Required work
Print all of the data exactly as written.

The data
▶

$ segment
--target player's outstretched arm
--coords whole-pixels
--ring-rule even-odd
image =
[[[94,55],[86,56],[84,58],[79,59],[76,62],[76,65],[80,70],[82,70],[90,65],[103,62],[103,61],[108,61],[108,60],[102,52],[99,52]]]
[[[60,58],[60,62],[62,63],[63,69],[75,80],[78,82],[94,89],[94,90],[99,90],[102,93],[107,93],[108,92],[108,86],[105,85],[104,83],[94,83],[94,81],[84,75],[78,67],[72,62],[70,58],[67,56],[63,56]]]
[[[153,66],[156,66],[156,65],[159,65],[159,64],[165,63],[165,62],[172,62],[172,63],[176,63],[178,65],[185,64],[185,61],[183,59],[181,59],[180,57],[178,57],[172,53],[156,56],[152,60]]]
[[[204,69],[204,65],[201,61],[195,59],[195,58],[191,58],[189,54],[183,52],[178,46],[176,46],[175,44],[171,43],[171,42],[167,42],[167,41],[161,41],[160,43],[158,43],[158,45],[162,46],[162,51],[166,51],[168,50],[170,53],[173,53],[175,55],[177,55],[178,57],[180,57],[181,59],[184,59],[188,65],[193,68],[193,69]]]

◀

Exercise answer
$ segment
--target player's outstretched arm
--coords whole-pixels
--ring-rule even-odd
image =
[[[94,55],[86,56],[84,58],[79,59],[76,62],[76,65],[80,70],[82,70],[90,65],[103,62],[103,61],[108,61],[108,60],[102,52],[99,52]]]
[[[60,58],[60,62],[62,63],[63,69],[75,80],[78,82],[94,89],[94,90],[99,90],[102,93],[107,93],[108,92],[108,86],[105,85],[104,83],[94,83],[94,81],[84,75],[78,67],[72,62],[70,58],[67,56],[63,56]]]
[[[153,66],[156,66],[156,65],[159,65],[159,64],[165,63],[165,62],[172,62],[172,63],[176,63],[178,65],[185,64],[185,61],[183,59],[181,59],[180,57],[178,57],[172,53],[156,56],[152,60]]]
[[[204,69],[204,65],[201,61],[195,59],[195,58],[191,58],[189,54],[183,52],[178,46],[176,46],[175,44],[171,43],[171,42],[167,42],[167,41],[161,41],[160,43],[158,43],[158,45],[162,46],[162,51],[166,51],[168,50],[170,53],[173,53],[175,55],[177,55],[178,57],[180,57],[181,59],[184,59],[188,65],[193,68],[193,69]]]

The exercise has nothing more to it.